### [ESTRATTO DEL DOCUMENTO]
________________________

Creato il 21 maggio 2015 da Retrò Online Magazine @retr_online

La politica estera della Turchia nella lotta contro l’ISIS affonda le sue radici in una logica politica antica: il nemico di un mio nemico è un mio amico.

Essere amici di un terrorista naturalmente è impossibile, ecco perché le posizioni assunte a favore della popolazione curda dal Governo di Erdogan sono di natura contraddittoria. La verità a volte è scomoda da dire, a volte si è propensi ad accettare un male per un bene superiore. Una violenza quella dell’ISIS che i soldati turchi a poche centinaia di chilometri sono costretti a vedere senza poter far niente.
Gli eroi curdi oggi sono i partigiani polacchi di ieri,la loro storia fu però dimenticata in fretta dal freddo di una guerra tra Mosca e Washington.
Patrioti, che in quel 2 ottobre del 1944 a Varsavia decisero di rivoltarsi contro le forze militari naziste. L’Armata Rossa a una manciata di chilometri dalla capitale polacca, si fermò ad osservare il massacro degli insorti partigiani polacchi. Difficile immaginare cosa provassero i militari russi vedendo i tedeschi vincere una delle loro ultime battaglie.
La risposta a quella dubbiosa scelta di Stalin venne fuori pochi anni dopo, e la Polonia con i suoi martiri dimenticati, subì l’ennesima invasione straniera della sua storia.

Differenze e Similitudini

La situazione di Kobane riaffiora alla memoria i mefasti di Varsavia, tuttavia la situazione presenta delle importanti differenze.

________________________

(Voci di annotazione con coordinate)
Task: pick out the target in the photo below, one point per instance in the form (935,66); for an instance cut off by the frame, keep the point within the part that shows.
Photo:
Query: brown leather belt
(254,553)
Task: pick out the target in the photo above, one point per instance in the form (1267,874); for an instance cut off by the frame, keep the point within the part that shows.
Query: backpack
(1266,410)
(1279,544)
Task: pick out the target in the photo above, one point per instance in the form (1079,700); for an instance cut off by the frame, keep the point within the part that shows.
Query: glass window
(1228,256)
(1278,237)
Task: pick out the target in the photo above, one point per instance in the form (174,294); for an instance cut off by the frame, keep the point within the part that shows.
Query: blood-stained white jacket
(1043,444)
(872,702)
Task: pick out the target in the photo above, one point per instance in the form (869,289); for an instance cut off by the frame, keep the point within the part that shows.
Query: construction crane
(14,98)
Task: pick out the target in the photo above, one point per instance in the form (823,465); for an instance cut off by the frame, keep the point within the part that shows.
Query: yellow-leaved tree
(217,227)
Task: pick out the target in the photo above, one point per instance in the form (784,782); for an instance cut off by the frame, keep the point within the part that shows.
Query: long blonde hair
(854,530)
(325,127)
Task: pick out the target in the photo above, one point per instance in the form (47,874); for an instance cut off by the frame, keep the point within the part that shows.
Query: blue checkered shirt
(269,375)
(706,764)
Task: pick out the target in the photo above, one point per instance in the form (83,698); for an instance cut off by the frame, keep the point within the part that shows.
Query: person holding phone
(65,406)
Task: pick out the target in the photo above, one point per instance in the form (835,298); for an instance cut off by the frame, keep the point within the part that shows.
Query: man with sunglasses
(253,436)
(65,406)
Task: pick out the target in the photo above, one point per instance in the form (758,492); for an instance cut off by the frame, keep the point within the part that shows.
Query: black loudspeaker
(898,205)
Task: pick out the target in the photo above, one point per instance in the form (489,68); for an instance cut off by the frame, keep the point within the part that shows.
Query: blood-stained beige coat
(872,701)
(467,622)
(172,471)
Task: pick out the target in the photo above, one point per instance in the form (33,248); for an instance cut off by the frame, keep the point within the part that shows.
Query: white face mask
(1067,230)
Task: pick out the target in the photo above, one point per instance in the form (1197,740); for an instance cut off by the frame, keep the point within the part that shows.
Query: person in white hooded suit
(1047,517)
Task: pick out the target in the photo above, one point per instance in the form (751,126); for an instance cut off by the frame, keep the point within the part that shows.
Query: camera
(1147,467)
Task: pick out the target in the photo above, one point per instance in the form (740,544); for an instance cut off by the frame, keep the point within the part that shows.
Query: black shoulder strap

________________________

### [ESERCIZI]
**a)** Queste affermazioni concordano con l'articolo su Kobane e Varsavia? Rispondi sì o no a ciascuna, citando le parole decisive del testo. (i) L'Armata Rossa si fermò a guardare il massacro degli insorti polacchi. (ii) I soldati turchi intervengono per fermare la violenza dell'ISIS. (iii) Secondo l'articolo, la situazione di Kobane non presenta differenze rispetto a quella di Varsavia.
**b)** Scrivi il seguito dell'articolo su Kobane e Varsavia, a partire dall'ultima frase riportata.

### [RISULTATI PER ESERCIZIO]
**a)**
(i) Sì: "si fermò ad osservare il massacro degli insorti partigiani polacchi".
(ii) No: "sono costretti a vedere senza poter far niente".
(iii) No: "tuttavia la situazione presenta delle importanti differenze".

**b)**
La politica stalinista, voleva espandere il proprio dominio in Polonia, già dalla fine della Prima Grande Guerra. Analizzando i comportamenti delle elitè sovietiche è possibile riscontrare un interesse strategico per la Polonia. Il patto Molotov-Ribbentrop fu soltanto un pretesto per i sovietici per poter guadagnare del tempo al fine di organizzare il proprio sistema militare. La scelta di non intervento a Varsavia, che per i polacchi fu un inaspettato tradimento, risultò in realtà un gesto premeditato.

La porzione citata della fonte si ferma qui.